TRECHO PARA LEITURA:
_ _ _ _ _

OS 'TOTALITARISMOS' COMO NEGAÇÃO RADICAL DO REINO DE DEUS
Ao lavar os pés dos discípulos, Jesus ensina que
poder é serviço (Artur Widak /NurPhoto via AFP)
Totalitarismos
invertem a lógica do poder-serviço vivida e ensinada por Jesus pela violência
da dominação do homem pelo homem
O Reino de Deus está
no centro da pregação de Jesus. A metáfora Reino dos céus no pensamento
bíblico-judaico é uma realidade dinâmico-escatológica. Quando o seu reino
chegar, Deus será o Senhor e trará a salvação para o ser humano. Com Jesus esse
Reino fez-se próximo; Deus vem, está às portas. O próprio Jesus anuncia a
proximidade do Reino de Deus (Mc 1, 15) e aponta o seu agir-no-mundo como a
irrupção dele entre nós (Mt 11, 2-5), por outro lado, ele ensina os seus
discípulos a rezarem pela vinda do Reino (Mt 6, 10). Isso mostra que
historicamente o Reinado de Deus ainda não se plenificou. Essa reserva
escatológica evita, por um lado, identificar qualquer figura humana ou
ideologia política com o Reino de Deus; e, por outro, ela não nos deixa cair no
comodismo, numa espera passiva por um “último dia”. Porque a salvação tem uma
dimensão histórica, já acontecendo no nosso “hoje”, mas não plenamente.

_ _ _ _ _

TAREFA 1: Liste todas as referências bíblicas citadas entre parênteses no trecho sobre o Reino de Deus.
TAREFA 2: Copie do trecho sobre o Reino de Deus a passagem que começa em "OS 'TOTALITARISMOS' COMO" e termina em "Widak /NurPhoto via AFP)".
TAREFA 3:
Responda com base no trecho sobre o Reino de Deus:
(a) O que Jesus ensina ao lavar os pés dos discípulos?
(b) Pelo que Jesus ensina os discípulos a rezarem?
(c) Que metáfora do pensamento bíblico-judaico é descrita como uma realidade dinâmico-escatológica?
As linhas não têm papel nesta atividade.

(Linhas do conjunto de dados)
_ _ _ _ _

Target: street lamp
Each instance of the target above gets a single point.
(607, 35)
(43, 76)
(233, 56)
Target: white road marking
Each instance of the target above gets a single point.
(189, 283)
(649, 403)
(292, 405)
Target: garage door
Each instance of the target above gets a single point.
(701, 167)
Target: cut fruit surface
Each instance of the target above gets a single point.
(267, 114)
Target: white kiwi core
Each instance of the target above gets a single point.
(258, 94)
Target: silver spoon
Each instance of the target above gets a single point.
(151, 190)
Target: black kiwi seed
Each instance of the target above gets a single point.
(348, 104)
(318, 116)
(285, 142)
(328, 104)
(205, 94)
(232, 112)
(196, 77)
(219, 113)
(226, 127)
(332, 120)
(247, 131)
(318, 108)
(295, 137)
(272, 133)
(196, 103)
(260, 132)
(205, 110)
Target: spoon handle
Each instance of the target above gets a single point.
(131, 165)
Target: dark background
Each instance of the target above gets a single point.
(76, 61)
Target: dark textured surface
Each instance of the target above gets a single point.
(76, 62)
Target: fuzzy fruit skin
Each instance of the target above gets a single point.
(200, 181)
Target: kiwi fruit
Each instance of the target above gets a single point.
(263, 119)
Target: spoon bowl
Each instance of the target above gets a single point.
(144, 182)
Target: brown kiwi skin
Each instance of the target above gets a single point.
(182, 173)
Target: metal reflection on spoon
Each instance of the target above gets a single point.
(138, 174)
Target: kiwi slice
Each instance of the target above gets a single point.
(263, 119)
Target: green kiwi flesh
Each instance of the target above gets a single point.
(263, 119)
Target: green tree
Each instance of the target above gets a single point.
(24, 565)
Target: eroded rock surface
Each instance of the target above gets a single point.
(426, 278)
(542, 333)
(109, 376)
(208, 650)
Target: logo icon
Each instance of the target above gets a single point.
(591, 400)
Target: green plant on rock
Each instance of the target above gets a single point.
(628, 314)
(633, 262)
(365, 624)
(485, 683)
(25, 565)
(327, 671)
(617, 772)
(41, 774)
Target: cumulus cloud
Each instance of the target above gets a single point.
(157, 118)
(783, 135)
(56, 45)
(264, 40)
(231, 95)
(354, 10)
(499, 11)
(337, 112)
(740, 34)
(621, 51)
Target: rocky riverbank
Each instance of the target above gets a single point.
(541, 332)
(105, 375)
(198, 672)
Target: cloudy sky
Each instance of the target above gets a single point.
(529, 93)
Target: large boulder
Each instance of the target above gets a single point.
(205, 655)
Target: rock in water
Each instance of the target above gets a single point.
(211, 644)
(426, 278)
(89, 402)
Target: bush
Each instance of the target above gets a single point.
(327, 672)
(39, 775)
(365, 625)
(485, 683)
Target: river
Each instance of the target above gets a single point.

_ _ _ _ _

RESPOSTA 1:
Mc 1, 15
Mt 11, 2-5
Mt 6, 10

RESPOSTA 2:
OS 'TOTALITARISMOS' COMO NEGAÇÃO RADICAL DO REINO DE DEUS
Ao lavar os pés dos discípulos, Jesus ensina que
poder é serviço (Artur Widak /NurPhoto via AFP)

RESPOSTA 3:
(a) Que poder é serviço.
(b) Pela vinda do Reino.
(c) A metáfora Reino dos céus.